Ultrapar: posto Ipiranga é logo ali.

O grupo Ultrapar possui mais de 80 anos de história, atuando em três grandes vertentes: i) Ipiranga, a distribuidora de combustíveis e postos de gasolina; ii) Ultragaz, focada na comercialização de Gás Liquefeito de Petróleo (GLP), o famoso gás de cozinha, e iii) Ultracargo, maior provedora de armazenagem para graneis líquidos do Brasil.

Recentemente, a empresa realizou desinvestimentos, com destaque para Oxiteno, especialista em tensoativos e químicos, e a Extrafarma, companhia farmacêutica que atua principalmente no Norte/Nordeste do país. Assim, o grupo ficou mais enxuto e concentrado nos businesses com maior capacidade de geração de valor ao acionista. O “carro-chefe”, certamente, é a distribuidora de combustíveis, que tem passado por um turnaround, no qual o grupo enxerga vasto espaço para melhora e redução de custos logísticos, onde, em nossa opinião, é o cerne deste jogo.

O grupo conta com mais de 6,7 mil postos em sua rede, mas é fato que o volume total de combustíveis distribuído não recuperou os patamares pré-pandêmicos, apesar de observarmos evolução. O consumo de combustíveis ainda está aquém, seja pelo desempenho econômico abaixo do esperado, seja pela alta dos preços reduzindo o consumo.

Material fornecido:

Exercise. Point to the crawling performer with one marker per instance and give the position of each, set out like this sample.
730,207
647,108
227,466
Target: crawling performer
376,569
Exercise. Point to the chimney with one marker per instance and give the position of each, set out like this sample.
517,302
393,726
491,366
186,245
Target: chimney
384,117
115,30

Requisitos da tarefa:
Escreva a continuação do texto sobre a Ultrapar, começando logo após a última frase apresentada.

Resposta final:
Certamente, o volume abaixo do potencial prejudica as margens operacionais da empresa que mesmo com a melhora recente, ainda não recuperou os níveis anteriores a pandemia. Entretanto, tal como Vibra, a métrica mais interessante no setor são os resultados operacionais-financeiros dividido pelo volume distribuído, os quais têm apresentado importante evolução. Acreditamos que isso já é resultado do processo de turnaround vivenciado pela empresa, onde o foco tem sido em processos e redução de custos logísticos.

Na mesma linha, outros números que indiciam a melhora da distribuidora são os resultados por postos e resultados por postos por volume que também demonstram a evolução do turnaround. Diante disto, em nossas projeções, vemos margens pouco inferiores a R$ 0,13/litro, nível bastante rentável para a companhia.

Em termos de crescimento, vemos pouco espaço orgânico. Esperamos que a os níveis de volume voltem aos patamares pré-pandêmicos e, após isto, tenham modesto crescimento, próximo a 2% ao ano. O consumo de diesel tem correlação forte com o PIB, enquanto a gasolina está atrelada à renda familiar e licenciamento de carros que, em nossa opinião, ainda devem seguir uma dinâmica mais modesta em vista aos correntes desafios, principalmente quanto aos níveis de inadimplência, crédito restrito e juros ainda em patamares elevados.

A Ultragaz, o segundo maior business da empresa, deve gerar quase R$ 1,6 bi de EBITDA em 2023. A companhia tem uma altíssima capilaridade, atendendo cerca de 11 milhões de domicílio em todo o país em mais de 3 mil municípios, com 39 bases operacionais. Vale destacar que a empresa tem focado bastante nos meios de digitalização, investindo em canais digitais e entregas rápidas.

Entretanto, vemos poucas oportunidades de melhoras significativas nos resultados, com a Ultragaz mais concentrada na manutenção destes, contando coma a capilaridade já alta, e ausência de grandes catalizadores para aumento do consumo.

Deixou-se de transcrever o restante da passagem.